**BRANO FORNITO:**
________________________________________

Quando uso snd-intel8x0m (cioè con alsa) o usando il modulo slamr (che non carica)?...immagino la prima che hai detto...stasera provo...grazie mille.

ciao

----------

## _jd

https://forums.gentoo.org/viewtopic.php?t=132787&highlight=modem+smartlink

ecco l'errore che da anche a me quando carico slamr

----------

## _jd

Evvai...dopo aver trovato questa patch

https://forums.gentoo.org/viewtopic.php?t=132787&highlight=smartlink+modem

per i driver slmodem-2.9.6 e compilato il kernel 2.6.3 (non credo ci sia un legame, il .config è lo stesso del 2.6.2), il modulo slamr viene caricato, riesco a lanciare slmodemd --country=ITALY /dev/slamr0 e con minicom ( ma non con kppp) riesco a connettermi   :Very Happy:  (così dice...CONNECT)...ora lancio il mio bel mozilla, oppure konqueror o mozilla-firebird e tutti non riescono a collegarsi a qualsivoglia sito...vado a vedere /var/log/ppp e sono dei files vuoti...sembra che non si sia collegato, dmesg | grep pppd non da nulla....ppp è installato...non ho firewall...mi sono perso qualcosa  :Embarassed:  ? ppp_generic, ppp_async bsd_comp e ppp_deflate sono moduli e sono caricati....Qualcuno ha qualche idea??  :Sad: 

Risolta sta cosa del winmodem vorrei rasare al suolo la partizione di winXP...  :Very Happy:   :Very Happy: 

Grazie

Ciao

----------

## _jd

...niente...sembra che non sia connesso...tral'altro la connesione avviene sia con minicom che da terminale di kpp, dunque presumo funzioni...devo editare qualche resolv.conf o qualche hosts??...sulla slack a sto punto con modem connesso potevo già accedere ad internet...

----------

## _jd

ok, minicom.log mi da:

hangup

kevuoddì???

inoltre pppd continua a non essere presente tra i processi quando si connette

----------

## cerri

Hai provato a fare la connessione a manina? Aprire cioè il device e lanciare i comandi at a mano?

----------

## _jd

cioè con uno scriptino che lanci pppd e legga i settaggi in /etc/ppp, tipo ppp-go su slack??...questo weekend torno a casa e recupero gli script sulla fedele slack...  :Very Happy: 

----------

## cerri

No, usando ser2net, loggandoti sul modem in telnet e lanciando i comandi at a mano  :Smile: 

----------

## _jd

devo emergere allora telnet e ser2net...però ciò che mi stupisce è che /var/log/ppp.log sia un file vuoto...  :Shocked: 

----------

## _jd

abbiate pazienza...ho provato a smanettare con telnet ma non ho ben capito come fare ad aprire il /dev/modem...in 2 parole come si fa???...perchè pppd non da segni di vita nei varo log??

________________________________________

**SERIE DI ESERCIZI:**
a) Ricopia il brano sul winmodem cominciando dalle parole "devo emergere allora" e fermandoti dopo "nei varo log??".
b) Prosegui il brano sul winmodem scrivendo ciò che viene dopo la sua ultima frase.
L'elenco è materiale a parte, indipendente dal brano sul winmodem.

**DATI RACCOLTI:**
________________________________________

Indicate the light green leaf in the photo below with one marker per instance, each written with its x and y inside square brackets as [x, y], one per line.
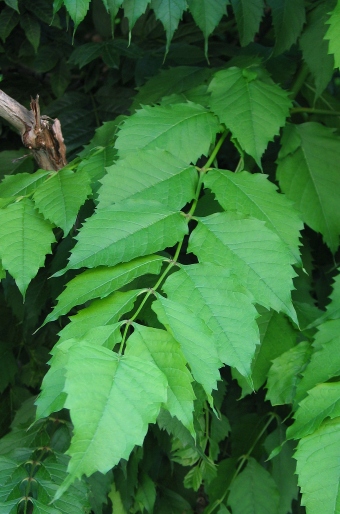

________________________________________

**RISULTATI DEGLI ESERCIZI:**
a)
devo emergere allora telnet e ser2net...però ciò che mi stupisce è che /var/log/ppp.log sia un file vuoto...  :Shocked: 

----------

## _jd

abbiate pazienza...ho provato a smanettare con telnet ma non ho ben capito come fare ad aprire il /dev/modem...in 2 parole come si fa???...perchè pppd non da segni di vita nei varo log??

b)
grazie

----------

## masterbrian

 *_jd wrote:*   

> abbiate pazienza...ho provato a smanettare con telnet ma non ho ben capito come fare ad aprire il /dev/modem...in 2 parole come si fa???...perchè pppd non da segni di vita nei varo log??
> 
> grazie

 

Nemmeno /var/log/messages dice nulla su pppd?

----------

## _jd

no...  :Sad: 

----------

## _jd

bene, con uno scriptino per lanciare pppd sono riuscito a fare un pò di debug....in effetti il modem stabilisce il link ppp0 /dev/modem e scambia informazioni con il peer e tra i messaggi di /var/log/syslog ricorre spesso nei rcvd la stinga auth chap MD5...dunque il peer richiede tale tipo di autenticazione che non mi è ben chiaro se sia la stessa cosa di chap (il file /etc/ppp/chap-secrets è presente) o se sia una cosa tipo chap-ms...poi pppd se ne esce con error signal 15 (da man pppd...il peer rifiuta lo scambio di informazioni giusto??); inoltre finalmente /var/log/ppp.log mi dice qualcosa: SIGTERM e un numero che cambia ogni volta....qualche idea?....se sotto win funziona  non vedo perchè non debba andare in gentoo...username e password sono corretti...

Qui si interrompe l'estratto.